* _Passage for review_:
========

Yingli Green Energy Holding Company Limited
- Native name: 英利
- Company type: Public (OTC Pink: YGEHY)
- Industry: solar energy
- Founded: 1998
- Headquarters: Baoding, Hebei province, People's Republic of China
- Key people: Liansheng Miao (Chairman and CEO)
- Products: photovoltaic products
- Number of employees: 14,533 (Dec 31st 2015)
- Website: www.yinglisolar.com

= Yingli =

Chinese solar energy company

Yingli (英利), formally Yingli Green Energy Holding Company Limited (英利绿色能源控股有限公司 (Yīnglì Lǜsè Néngyuán Kònggǔ Yǒuxiàn Gōngsī)), and also known as "Yingli Solar," is a solar panel manufacturer. Yingli Green Energy's manufacturing covers the photovoltaic value chain from ingot casting and wafering through solar cell production and solar panel assembly.

Yingli expanded production capacity at a time module prices slumped. Yingli recovered slowly and since early 2015 has faced financial difficulties and has been going through a debt restructuring out of court. In 2015 signed a contract with LONGi to cooperate on monocrystalline products. In the first quarter of 2016 Yingli posted a profit first time since 2011. Yingli has cut workforce and decreased R&D spending. Yingli's cost per watt is 41 cents. The company was a sponsor of the 2014 FIFA World Cup, U.S. men's and women's national soccer teams, and FC Bayern Munich.

========

* _Given material_:
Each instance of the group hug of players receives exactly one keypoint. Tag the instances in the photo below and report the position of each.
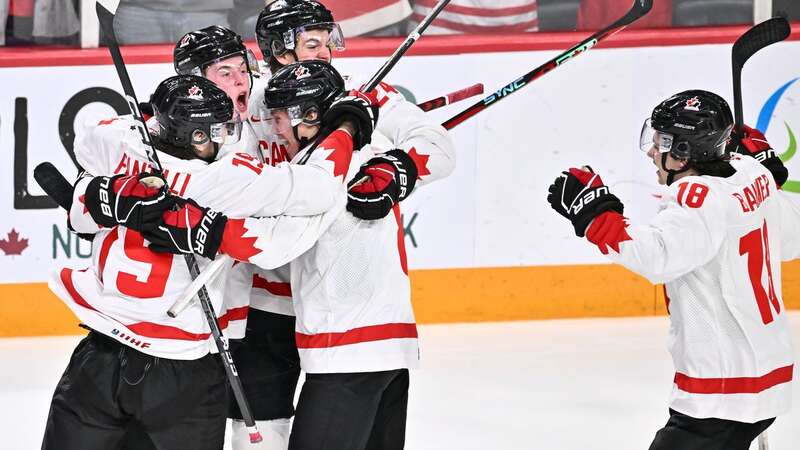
(296, 177)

========

* _Problem to work on_: Please quote the Yingli company profile word for word, between "Yingli (英利), formally" and "solar panel assembly.", inclusive.

* _The answer_:
Yingli (英利), formally Yingli Green Energy Holding Company Limited (英利绿色能源控股有限公司 (Yīnglì Lǜsè Néngyuán Kònggǔ Yǒuxiàn Gōngsī)), and also known as "Yingli Solar," is a solar panel manufacturer. Yingli Green Energy's manufacturing covers the photovoltaic value chain from ingot casting and wafering through solar cell production and solar panel assembly.